Goal of the exercise:
Return all of the entries word for word, but omit the pictures they contain.

Working data:
┄┄┄┄┄┄

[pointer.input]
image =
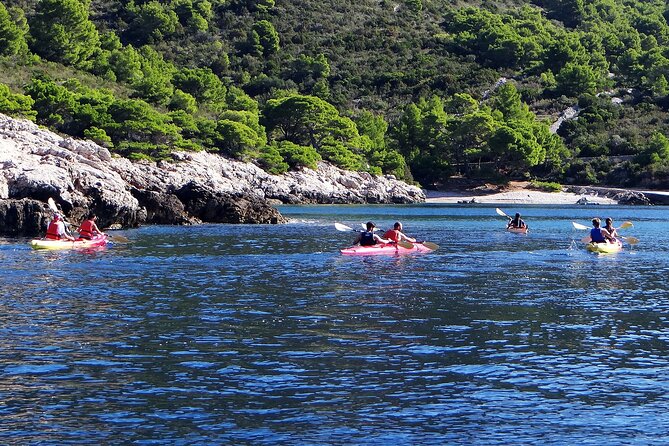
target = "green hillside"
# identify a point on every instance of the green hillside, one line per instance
(425, 90)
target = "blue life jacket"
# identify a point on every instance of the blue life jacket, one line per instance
(367, 239)
(596, 235)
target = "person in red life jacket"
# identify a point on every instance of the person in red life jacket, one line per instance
(368, 238)
(88, 229)
(516, 222)
(609, 227)
(56, 229)
(397, 235)
(599, 235)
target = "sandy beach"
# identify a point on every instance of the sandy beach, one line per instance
(516, 193)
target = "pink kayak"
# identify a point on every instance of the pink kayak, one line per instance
(384, 248)
(522, 230)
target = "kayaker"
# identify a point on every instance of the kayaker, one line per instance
(56, 229)
(368, 238)
(396, 234)
(516, 222)
(609, 227)
(599, 235)
(88, 229)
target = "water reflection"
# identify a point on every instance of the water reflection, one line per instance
(257, 334)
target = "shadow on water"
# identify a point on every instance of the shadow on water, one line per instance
(225, 334)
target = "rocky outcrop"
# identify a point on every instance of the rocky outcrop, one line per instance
(190, 188)
(621, 196)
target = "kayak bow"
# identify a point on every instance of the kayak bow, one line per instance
(98, 241)
(605, 247)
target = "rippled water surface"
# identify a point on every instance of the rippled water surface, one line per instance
(226, 334)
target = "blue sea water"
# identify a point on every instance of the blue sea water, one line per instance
(250, 334)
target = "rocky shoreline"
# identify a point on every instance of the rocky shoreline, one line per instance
(523, 193)
(191, 188)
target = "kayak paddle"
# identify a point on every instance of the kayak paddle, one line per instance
(429, 245)
(344, 228)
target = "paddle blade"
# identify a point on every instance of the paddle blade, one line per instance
(118, 239)
(631, 240)
(501, 212)
(430, 245)
(343, 228)
(364, 227)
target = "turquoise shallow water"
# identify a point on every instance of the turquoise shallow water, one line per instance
(230, 334)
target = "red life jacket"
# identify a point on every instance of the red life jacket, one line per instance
(391, 234)
(52, 231)
(86, 229)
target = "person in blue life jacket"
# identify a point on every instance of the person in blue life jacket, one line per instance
(600, 235)
(368, 238)
(516, 222)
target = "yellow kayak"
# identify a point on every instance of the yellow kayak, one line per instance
(604, 248)
(100, 240)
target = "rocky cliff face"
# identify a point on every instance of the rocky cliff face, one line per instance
(193, 187)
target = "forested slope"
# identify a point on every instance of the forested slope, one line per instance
(417, 88)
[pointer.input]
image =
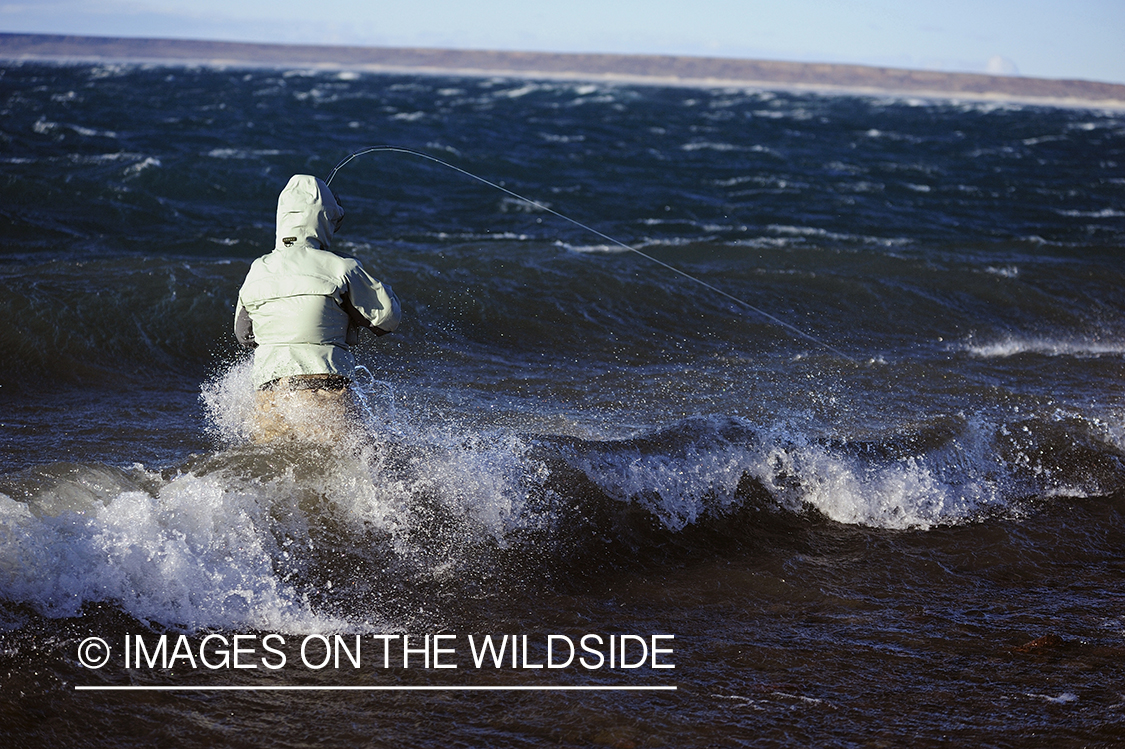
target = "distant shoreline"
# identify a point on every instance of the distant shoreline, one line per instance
(658, 70)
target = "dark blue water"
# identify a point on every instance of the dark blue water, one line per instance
(887, 512)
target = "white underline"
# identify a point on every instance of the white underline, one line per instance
(372, 688)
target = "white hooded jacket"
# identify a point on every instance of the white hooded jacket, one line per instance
(302, 305)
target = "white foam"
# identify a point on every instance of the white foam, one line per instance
(1015, 346)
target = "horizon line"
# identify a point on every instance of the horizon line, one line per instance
(692, 71)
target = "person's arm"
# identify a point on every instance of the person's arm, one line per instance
(370, 304)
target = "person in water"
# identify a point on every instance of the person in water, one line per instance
(300, 309)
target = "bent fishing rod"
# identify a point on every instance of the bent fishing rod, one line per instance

┄┄┄┄┄┄

Result of the task:
[pointer.input]
image =
target = "green hillside"
# identify a point on every instance of the green hillside, one line per instance
(425, 90)
target = "blue life jacket"
# identify a point on every instance of the blue life jacket, one line per instance
(367, 239)
(596, 235)
target = "person in red life jacket"
# identify a point on every instance of the person in red life jacket, one line per instance
(368, 238)
(88, 229)
(516, 222)
(609, 227)
(56, 229)
(397, 235)
(599, 235)
target = "sandy beach"
# identify a point on every instance of the sandy beach, one line per instance
(516, 193)
target = "pink kayak"
# identify a point on every instance of the pink kayak, one line per instance
(384, 248)
(522, 230)
target = "kayaker"
# identify a point on every instance of the kayaker, one line per instance
(56, 229)
(368, 238)
(396, 234)
(516, 222)
(609, 227)
(599, 235)
(88, 229)
target = "water reflection"
# identify a point on every instance of the water reflection, one line per instance
(257, 334)
target = "shadow on water"
# identify a point on every instance of the shadow on water, one line per instance
(225, 334)
target = "rocky outcrop"
# identify a point on every instance of the rocky outcrop, one line per instance
(190, 188)
(621, 196)
target = "kayak bow"
# identify a point on every instance of the kayak bow, one line per instance
(98, 241)
(605, 247)
target = "rippled water surface"
# identify a point on every instance of the rippled water surface, one line per instance
(226, 334)
target = "blue sea water"
# identify a point on every instance of the blue sea water, one line per instance
(250, 334)
target = "rocky shoreline"
# identify a point on every instance of the rocky shoreline, one line per instance
(523, 193)
(191, 188)
target = "kayak paddle"
# identify a point on every instance of the kayak paddle, one line per instance
(429, 245)
(344, 228)
target = "paddle blade"
# identify a point on every instance of the paddle blade, one line per instance
(118, 239)
(631, 240)
(501, 212)
(430, 245)
(343, 228)
(364, 227)
target = "turquoise shallow water"
# identify a point on every instance of the turquoise shallow water, one line per instance
(230, 334)
target = "red life jacket"
# identify a point on every instance of the red life jacket, one line per instance
(391, 234)
(52, 231)
(86, 229)
target = "person in blue life jacket"
# identify a point on every instance of the person in blue life jacket, one line per instance
(600, 235)
(368, 238)
(516, 222)
target = "yellow kayak"
# identify a point on every instance of the yellow kayak, one line per instance
(604, 248)
(100, 240)
target = "rocky cliff face"
# identify a point on every instance of the rocky cliff face, one line per instance
(193, 187)
target = "forested slope"
# identify a point on every instance of the forested slope, one line per instance
(417, 88)
[pointer.input]
image =
target = "distant shoreline"
# identify a point on every instance of the distant shoreline, one line per instance
(658, 70)
target = "dark blue water"
# identify a point on every instance of the dark blue water, one line per instance
(887, 512)
target = "white underline"
# identify a point on every instance of the white underline, one line per instance
(372, 688)
target = "white hooded jacket"
# identify a point on every instance of the white hooded jacket, one line per instance
(302, 305)
target = "white foam"
# identify a point on every instance of the white foam, one line per instance
(1015, 346)
target = "horizon line"
# identify a point on every instance of the horizon line, one line per instance
(692, 71)
target = "person's arm"
# identify a point on every instance of the person's arm, one line per instance
(370, 304)
target = "person in water"
# identify a point on every instance of the person in water, one line per instance
(300, 309)
target = "bent fishing rod"
# identify a point on every instance of the bent fishing rod, one line per instance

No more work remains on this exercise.